Complete the following:
- a) Answer these questions using the 10G-PON passage:
(i) What range of optical budgets does the standard support?
(ii) What device must ONTs use to block unwanted downstream signals?
(iii) Where did Verizon's XG-PON2 trial take place?
- b) Please say whether each statement agrees with the 10G-PON passage, and quote the words that decide it:
(i) XGS-PON supports split ratios of up to 1:128.
(ii) BT announced its trial in 2019.
(iii) Telecom Italia's trial uses equipment from ZTE.
- c) Summarize the 10G-PON passage in two sentences.

Excerpted passage:
▼▼▼

In an effort to extend the reach with support for 128 splits, the standard supports a range of optical budgets from 29 dB to 31 dB. A draft update to the standard is expected to further extend this to 33 dB and 35 dB budget classifications. A PON with a 35 dB optical budget could span 25 km or more and be shared/split among 128 subscribers.^[11] XGS-PON also supports split ratios of up to 1:128.^[12]

Some ONTs can receive a broad range of optical spectrum from 1480 nm to 1580 nm, so making the 10G-PON downstream signal visible to G-PON receivers. As a result, ONTs must block the unwanted downstream signals with a wavelength blocking filter (WBF), a small passive optical device.^[11]

Field trials

In October 2010, Portugal Telecom reported a successful field trial of 10G-PON, transmitting 3D-TV content using XG-PON1 capabilities.^[13]
Verizon also successfully completed a field trial of the pre-standard XG-PON2 (synchronous 10G-PON) capable of delivering a 10 Gbit/s broadband connection both downstream and upstream. In October 2010, at a Verizon customer's business in Taunton, Mass., the XG-PON2 trial used the same optical fibre that provides that business with its existing FiOS network connection and services.
BT in the UK is providing a trial 10-Gbit/s broadband service to a business customer in Cornwall using XGPON technology, it announced on 23rd Nov 2012.^[14]
Chorus in New Zealand is providing a trial 10-Gbit/s broadband service to customers using XGS-PON technology. It was announced on 18th Nov 2019.^[15]
OpenFiber (wholesale-only FTTH carrier in Italy) has successfully trialled a 10 Gbit service with coexisting GPON on the same fiber, using XGS-PON technology from ZTE, on March 14, 2019 in collaboration with ISP Fibra.city.^[16]^[17]
- Announced the commercial availability on its OpenStream product (bitstream access) on March 26, 2021.^[18]
Telecom Italia is starting a trial on three exchanges in Italy using XGS-PON equipment from Nokia, both to its retail customers and to its wholesale clients.^[19]^[20]^[21]

▲▲▲

Items from a dataset

▼▼▼

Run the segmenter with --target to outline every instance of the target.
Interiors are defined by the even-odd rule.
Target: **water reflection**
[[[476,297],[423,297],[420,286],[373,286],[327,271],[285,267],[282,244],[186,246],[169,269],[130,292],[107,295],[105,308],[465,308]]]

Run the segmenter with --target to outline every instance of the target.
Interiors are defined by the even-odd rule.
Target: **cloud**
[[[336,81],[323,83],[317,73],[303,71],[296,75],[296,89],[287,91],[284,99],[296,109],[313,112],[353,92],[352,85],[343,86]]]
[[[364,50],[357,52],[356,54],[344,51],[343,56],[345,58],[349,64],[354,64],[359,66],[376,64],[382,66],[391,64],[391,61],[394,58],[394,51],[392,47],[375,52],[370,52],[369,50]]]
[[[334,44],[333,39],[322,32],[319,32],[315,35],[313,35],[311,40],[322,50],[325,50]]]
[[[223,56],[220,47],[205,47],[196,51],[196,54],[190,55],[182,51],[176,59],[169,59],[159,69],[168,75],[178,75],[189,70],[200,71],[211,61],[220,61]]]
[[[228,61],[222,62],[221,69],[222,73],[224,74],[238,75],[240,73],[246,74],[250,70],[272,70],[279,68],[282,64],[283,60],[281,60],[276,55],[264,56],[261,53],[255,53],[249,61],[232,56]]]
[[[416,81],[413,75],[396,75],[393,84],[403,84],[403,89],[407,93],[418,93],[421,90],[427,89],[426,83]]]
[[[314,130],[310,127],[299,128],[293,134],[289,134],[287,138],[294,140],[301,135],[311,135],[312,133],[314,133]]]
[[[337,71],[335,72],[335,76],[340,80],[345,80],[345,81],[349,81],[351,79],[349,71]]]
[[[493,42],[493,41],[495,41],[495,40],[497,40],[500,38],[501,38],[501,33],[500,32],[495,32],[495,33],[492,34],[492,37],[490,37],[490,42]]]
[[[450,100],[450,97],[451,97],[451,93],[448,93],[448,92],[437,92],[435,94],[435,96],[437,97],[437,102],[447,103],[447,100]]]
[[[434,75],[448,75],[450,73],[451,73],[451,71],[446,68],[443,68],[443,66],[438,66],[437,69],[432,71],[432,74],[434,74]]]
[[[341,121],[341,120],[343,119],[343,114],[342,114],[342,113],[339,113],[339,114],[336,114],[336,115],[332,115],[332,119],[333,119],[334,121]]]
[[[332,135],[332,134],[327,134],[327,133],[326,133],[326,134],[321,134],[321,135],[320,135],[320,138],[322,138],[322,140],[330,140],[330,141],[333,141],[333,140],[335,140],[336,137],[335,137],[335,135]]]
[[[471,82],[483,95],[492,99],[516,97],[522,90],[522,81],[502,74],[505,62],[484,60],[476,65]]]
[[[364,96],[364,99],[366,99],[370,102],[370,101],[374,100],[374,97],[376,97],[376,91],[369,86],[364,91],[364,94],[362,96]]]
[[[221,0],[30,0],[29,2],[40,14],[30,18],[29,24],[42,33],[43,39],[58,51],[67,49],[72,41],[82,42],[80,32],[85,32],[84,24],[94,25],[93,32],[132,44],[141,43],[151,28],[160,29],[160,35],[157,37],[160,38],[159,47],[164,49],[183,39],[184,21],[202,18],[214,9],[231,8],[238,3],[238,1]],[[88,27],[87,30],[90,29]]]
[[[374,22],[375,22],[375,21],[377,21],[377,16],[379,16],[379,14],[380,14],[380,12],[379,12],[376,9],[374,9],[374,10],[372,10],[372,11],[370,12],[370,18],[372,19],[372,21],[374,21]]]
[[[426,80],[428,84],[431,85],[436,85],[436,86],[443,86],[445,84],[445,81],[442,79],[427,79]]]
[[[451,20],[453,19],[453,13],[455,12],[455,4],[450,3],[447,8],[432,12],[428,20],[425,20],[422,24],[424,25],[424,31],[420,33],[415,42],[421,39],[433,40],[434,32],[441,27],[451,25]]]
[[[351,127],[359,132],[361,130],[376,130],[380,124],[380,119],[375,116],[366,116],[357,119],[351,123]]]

▲▲▲

Outputs by task:
- a)
(i) From 29 dB to 31 dB.
(ii) A wavelength blocking filter (WBF), a small passive optical device.
(iii) At a Verizon customer's business in Taunton, Mass.

- b)
(i) Yes: "XGS-PON also supports split ratios of up to 1:128."
(ii) No: "it announced on 23rd Nov 2012."
(iii) No: "using XGS-PON equipment from Nokia"

- c) The standard supports optical budgets from 29 dB to 31 dB with up to 128 splits, and because some ONTs can receive the 10G-PON downstream signal, ONTs must block unwanted downstream signals with a wavelength blocking filter. Operators including Portugal Telecom, Verizon, BT, Chorus, OpenFiber, and Telecom Italia have run or are starting field trials of 10G-PON and XGS-PON.